Records from a dataset:
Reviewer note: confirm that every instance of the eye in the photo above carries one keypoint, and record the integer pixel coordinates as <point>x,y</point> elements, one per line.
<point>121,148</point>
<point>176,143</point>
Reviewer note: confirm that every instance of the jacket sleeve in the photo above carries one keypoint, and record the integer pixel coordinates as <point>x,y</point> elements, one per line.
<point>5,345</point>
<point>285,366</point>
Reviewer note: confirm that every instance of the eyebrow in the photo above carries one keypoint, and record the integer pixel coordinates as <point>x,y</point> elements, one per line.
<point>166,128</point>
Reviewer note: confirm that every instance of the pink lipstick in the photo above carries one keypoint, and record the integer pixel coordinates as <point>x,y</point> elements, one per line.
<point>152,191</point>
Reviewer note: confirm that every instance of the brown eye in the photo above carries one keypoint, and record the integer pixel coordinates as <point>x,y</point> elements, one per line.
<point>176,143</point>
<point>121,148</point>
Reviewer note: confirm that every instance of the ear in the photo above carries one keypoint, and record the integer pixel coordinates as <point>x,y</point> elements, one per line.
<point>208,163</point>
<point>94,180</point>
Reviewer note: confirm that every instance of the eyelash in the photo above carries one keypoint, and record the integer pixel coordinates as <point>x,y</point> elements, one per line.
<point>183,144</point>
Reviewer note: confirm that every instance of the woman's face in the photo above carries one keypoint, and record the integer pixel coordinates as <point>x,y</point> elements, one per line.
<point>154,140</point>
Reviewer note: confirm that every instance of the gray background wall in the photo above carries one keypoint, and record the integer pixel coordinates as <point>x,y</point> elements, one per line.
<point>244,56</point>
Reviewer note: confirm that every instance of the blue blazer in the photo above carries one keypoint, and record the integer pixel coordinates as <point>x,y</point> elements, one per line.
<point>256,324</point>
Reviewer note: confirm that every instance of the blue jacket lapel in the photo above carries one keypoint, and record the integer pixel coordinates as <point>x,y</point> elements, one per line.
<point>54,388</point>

» Work required:
Transcribe all records exactly as written.

» Answer below:
Reviewer note: confirm that every instance of the eye in the photo above carries one keypoint, and record the integer pixel coordinates as <point>x,y</point> elements, one per line.
<point>121,148</point>
<point>176,143</point>
Reviewer note: confirm that every instance of the jacket sleeve in the photo above carries one keypoint, and record the integer pixel coordinates as <point>x,y</point> elements, one per line.
<point>5,345</point>
<point>285,366</point>
Reviewer note: confirm that every instance of the eyebrow in the photo above carries one keypoint, and record the integer pixel coordinates as <point>x,y</point> elements, one per line.
<point>166,128</point>
Reviewer note: confirm that every instance of the pink lipstick in the photo above carries one keypoint, and record the integer pixel coordinates as <point>x,y</point> elements, one per line.
<point>152,191</point>
Reviewer note: confirm that every instance of the brown eye in the photo above carries one keypoint, and record the integer pixel coordinates as <point>x,y</point> elements, one per line.
<point>176,143</point>
<point>121,148</point>
Reviewer note: confirm that every instance of the ear in the photo above carries one keypoint, and record the integer pixel coordinates as <point>x,y</point> elements, one per line.
<point>208,163</point>
<point>94,180</point>
Reviewer note: confirm that every instance of the eyelash in the photo above carries one keypoint, and record the integer pixel coordinates as <point>x,y</point> elements, one per line.
<point>183,144</point>
Reviewer note: confirm that every instance of the woman's face in the photo above carries one keypoint, and record the integer pixel coordinates as <point>x,y</point> elements, one per line.
<point>154,140</point>
Reviewer note: confirm that every instance of the gray background wall in the photo above carries one keypoint, and record the integer pixel coordinates as <point>x,y</point> elements, one per line.
<point>244,56</point>
Reviewer note: confirm that every instance of the blue blazer in the photo above carries one keypoint, and record the integer pixel coordinates as <point>x,y</point> elements, one per line.
<point>256,324</point>
Reviewer note: confirm that every instance of the blue jacket lapel in the photo above carries one keypoint, and record the integer pixel coordinates as <point>x,y</point> elements, one per line.
<point>54,388</point>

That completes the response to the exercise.